» RECORDS SUPPLIED
⁂
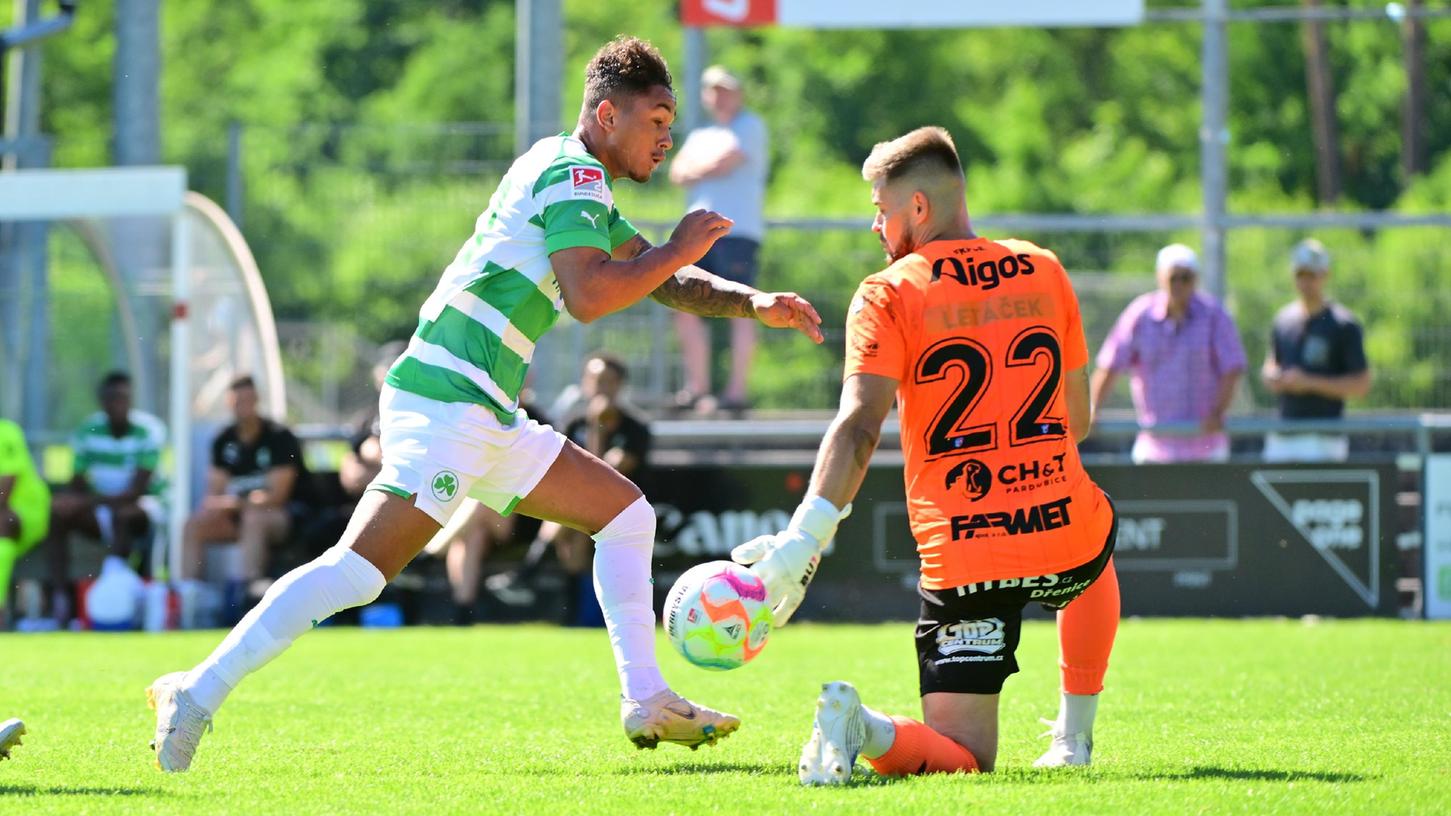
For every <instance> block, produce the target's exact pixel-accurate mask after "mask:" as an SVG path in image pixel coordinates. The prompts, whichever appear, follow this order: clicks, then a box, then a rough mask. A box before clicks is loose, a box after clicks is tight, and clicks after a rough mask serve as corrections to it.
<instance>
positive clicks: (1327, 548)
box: [1290, 498, 1365, 550]
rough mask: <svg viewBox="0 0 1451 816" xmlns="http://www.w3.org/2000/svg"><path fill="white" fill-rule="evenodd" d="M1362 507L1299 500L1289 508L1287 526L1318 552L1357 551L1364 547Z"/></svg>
mask: <svg viewBox="0 0 1451 816" xmlns="http://www.w3.org/2000/svg"><path fill="white" fill-rule="evenodd" d="M1364 521H1365V505H1364V504H1362V502H1360V501H1357V499H1352V498H1347V499H1328V498H1302V499H1296V501H1294V504H1291V505H1290V523H1291V524H1294V526H1296V527H1299V529H1300V530H1302V531H1303V533H1304V537H1307V539H1310V543H1312V544H1313V546H1315V549H1318V550H1358V549H1361V547H1362V546H1364V544H1365V527H1364Z"/></svg>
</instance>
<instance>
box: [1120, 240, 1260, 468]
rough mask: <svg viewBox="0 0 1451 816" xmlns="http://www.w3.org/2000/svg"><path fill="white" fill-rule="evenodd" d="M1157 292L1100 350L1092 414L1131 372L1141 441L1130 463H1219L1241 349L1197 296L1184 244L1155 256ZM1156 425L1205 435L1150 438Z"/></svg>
mask: <svg viewBox="0 0 1451 816" xmlns="http://www.w3.org/2000/svg"><path fill="white" fill-rule="evenodd" d="M1155 274H1156V276H1158V280H1159V287H1158V290H1156V292H1149V293H1146V295H1140V296H1138V298H1135V299H1133V302H1132V303H1129V308H1126V309H1125V311H1123V314H1122V315H1119V321H1117V322H1116V324H1114V325H1113V331H1110V332H1109V338H1107V340H1106V341H1104V344H1103V348H1100V350H1098V359H1097V364H1098V367H1097V370H1096V372H1094V375H1093V382H1091V392H1093V396H1091V398H1093V405H1094V415H1097V414H1098V408H1100V407H1101V405H1103V401H1104V398H1106V396H1107V395H1109V392H1110V391H1111V389H1113V382H1114V378H1117V376H1119V375H1120V373H1123V372H1130V382H1129V385H1130V386H1132V391H1133V408H1135V409H1136V411H1138V415H1139V425H1140V427H1142V428H1143V430H1140V431H1139V437H1138V438H1136V440H1135V443H1133V460H1135V462H1136V463H1145V462H1223V460H1225V459H1229V436H1228V434H1225V412H1226V411H1228V409H1229V402H1230V399H1233V396H1235V386H1236V385H1238V383H1239V378H1241V376H1242V375H1244V372H1245V348H1244V346H1241V344H1239V332H1238V330H1236V328H1235V321H1233V318H1230V317H1229V312H1226V311H1225V308H1223V306H1222V305H1220V303H1219V301H1216V299H1214V298H1212V296H1209V295H1206V293H1203V292H1197V290H1196V285H1197V283H1199V256H1196V254H1194V250H1191V248H1188V247H1185V245H1184V244H1170V245H1168V247H1164V248H1162V250H1159V257H1158V261H1156V263H1155ZM1162 423H1199V427H1200V430H1201V431H1203V433H1200V434H1193V436H1170V434H1162V433H1154V430H1152V428H1154V425H1158V424H1162Z"/></svg>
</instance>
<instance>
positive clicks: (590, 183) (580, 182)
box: [570, 167, 605, 200]
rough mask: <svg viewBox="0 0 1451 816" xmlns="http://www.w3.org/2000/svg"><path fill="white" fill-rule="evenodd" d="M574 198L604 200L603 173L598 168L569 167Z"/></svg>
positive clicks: (594, 167) (601, 171)
mask: <svg viewBox="0 0 1451 816" xmlns="http://www.w3.org/2000/svg"><path fill="white" fill-rule="evenodd" d="M570 181H572V184H573V193H575V197H576V199H577V197H591V199H598V200H604V199H605V171H604V170H601V168H598V167H570Z"/></svg>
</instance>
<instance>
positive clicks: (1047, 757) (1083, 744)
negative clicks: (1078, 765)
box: [1033, 720, 1093, 768]
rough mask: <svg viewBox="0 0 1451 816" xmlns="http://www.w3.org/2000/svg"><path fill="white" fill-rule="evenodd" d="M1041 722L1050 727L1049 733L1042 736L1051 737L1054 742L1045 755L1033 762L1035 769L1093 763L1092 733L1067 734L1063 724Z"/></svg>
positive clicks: (1050, 722) (1056, 722)
mask: <svg viewBox="0 0 1451 816" xmlns="http://www.w3.org/2000/svg"><path fill="white" fill-rule="evenodd" d="M1039 722H1040V723H1043V725H1045V726H1048V732H1046V733H1043V735H1042V736H1051V738H1053V742H1052V743H1051V745H1049V746H1048V751H1045V752H1043V755H1042V756H1039V758H1037V761H1035V762H1033V767H1035V768H1064V767H1066V765H1088V764H1090V762H1091V761H1093V733H1091V732H1077V733H1066V732H1065V730H1064V726H1062V723H1058V722H1053V720H1039Z"/></svg>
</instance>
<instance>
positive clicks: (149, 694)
mask: <svg viewBox="0 0 1451 816" xmlns="http://www.w3.org/2000/svg"><path fill="white" fill-rule="evenodd" d="M184 677H186V672H180V671H177V672H171V674H167V675H161V677H158V678H157V681H155V682H152V684H151V685H149V687H148V688H147V706H149V707H151V710H154V711H155V713H157V733H155V736H152V738H151V749H152V751H155V752H157V759H155V761H157V768H161V770H163V771H168V772H171V771H186V770H187V768H190V767H192V755H193V754H196V743H199V742H202V733H203V732H209V730H212V714H210V711H207V710H206V709H203V707H202V706H199V704H197V703H196V701H194V700H192V694H189V693H187V691H184V690H181V688H180V684H181V678H184Z"/></svg>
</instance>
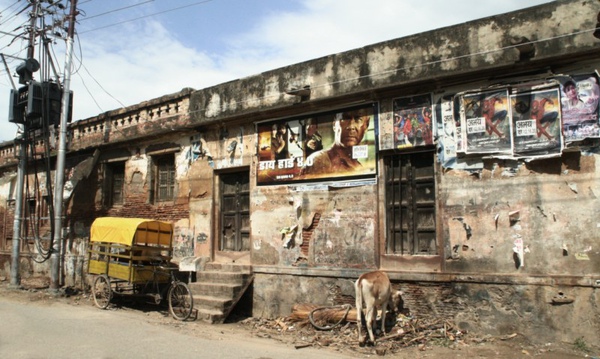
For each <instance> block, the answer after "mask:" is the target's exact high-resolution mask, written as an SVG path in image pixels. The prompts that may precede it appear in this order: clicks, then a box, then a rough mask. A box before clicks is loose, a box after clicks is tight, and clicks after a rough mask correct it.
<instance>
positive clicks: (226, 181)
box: [219, 171, 250, 252]
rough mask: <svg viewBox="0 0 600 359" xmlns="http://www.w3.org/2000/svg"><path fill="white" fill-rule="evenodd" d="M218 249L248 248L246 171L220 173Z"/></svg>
mask: <svg viewBox="0 0 600 359" xmlns="http://www.w3.org/2000/svg"><path fill="white" fill-rule="evenodd" d="M220 183H221V186H220V190H221V231H220V233H221V235H220V241H219V242H220V243H219V250H220V251H236V252H240V251H249V250H250V176H249V174H248V172H247V171H244V172H235V173H226V174H221V175H220Z"/></svg>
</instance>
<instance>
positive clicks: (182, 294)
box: [169, 282, 194, 320]
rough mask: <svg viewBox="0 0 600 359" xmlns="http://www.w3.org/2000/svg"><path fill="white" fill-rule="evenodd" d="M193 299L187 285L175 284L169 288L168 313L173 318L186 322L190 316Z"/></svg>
mask: <svg viewBox="0 0 600 359" xmlns="http://www.w3.org/2000/svg"><path fill="white" fill-rule="evenodd" d="M193 308H194V297H192V292H191V291H190V288H189V287H188V286H187V284H185V283H183V282H175V283H173V284H171V287H170V288H169V311H170V312H171V315H172V316H173V318H175V319H178V320H186V319H187V318H189V317H190V315H191V314H192V309H193Z"/></svg>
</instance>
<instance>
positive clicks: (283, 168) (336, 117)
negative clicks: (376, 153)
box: [257, 104, 378, 185]
mask: <svg viewBox="0 0 600 359" xmlns="http://www.w3.org/2000/svg"><path fill="white" fill-rule="evenodd" d="M377 115H378V111H377V105H376V104H369V105H366V106H361V107H352V108H348V109H343V110H339V111H334V112H328V113H323V114H317V115H313V116H309V117H302V118H291V119H285V120H278V121H273V122H264V123H259V124H257V133H258V171H257V175H258V178H257V183H258V184H259V185H262V184H275V183H290V182H297V181H311V180H335V179H340V178H343V179H345V180H347V179H352V178H357V179H358V178H365V177H372V176H375V175H376V173H377V161H376V144H375V140H376V138H375V137H376V136H375V128H376V126H377V123H376V122H377V120H378V119H377Z"/></svg>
⁂
» WORK REQUIRED
From the line holding "299L187 285L175 284L169" to the final line of the data, output each line exactly and nothing more.

» RESPONSE TO THIS EXERCISE
rough mask: <svg viewBox="0 0 600 359" xmlns="http://www.w3.org/2000/svg"><path fill="white" fill-rule="evenodd" d="M193 299L187 285L175 284L169 288L168 313L173 318L186 322L190 316Z"/></svg>
mask: <svg viewBox="0 0 600 359" xmlns="http://www.w3.org/2000/svg"><path fill="white" fill-rule="evenodd" d="M193 308H194V297H192V292H191V291H190V288H189V287H188V286H187V284H185V283H183V282H175V283H173V284H171V287H170V288H169V311H170V312H171V315H172V316H173V318H175V319H178V320H186V319H187V318H189V317H190V315H191V314H192V309H193Z"/></svg>
</instance>
<instance>
positive clicks: (283, 168) (336, 117)
negative clicks: (376, 153)
box: [257, 104, 378, 185]
mask: <svg viewBox="0 0 600 359" xmlns="http://www.w3.org/2000/svg"><path fill="white" fill-rule="evenodd" d="M377 115H378V111H377V105H376V104H369V105H366V106H361V107H352V108H348V109H343V110H339V111H334V112H328V113H323V114H317V115H313V116H309V117H302V118H291V119H285V120H278V121H273V122H264V123H259V124H257V133H258V171H257V175H258V178H257V183H258V184H259V185H262V184H275V183H290V182H297V181H311V180H335V179H340V178H343V179H345V180H347V179H352V178H357V179H358V178H365V177H372V176H375V175H376V173H377V161H376V144H375V140H376V138H375V137H376V136H375V128H376V126H377V123H376V122H377V120H378V119H377Z"/></svg>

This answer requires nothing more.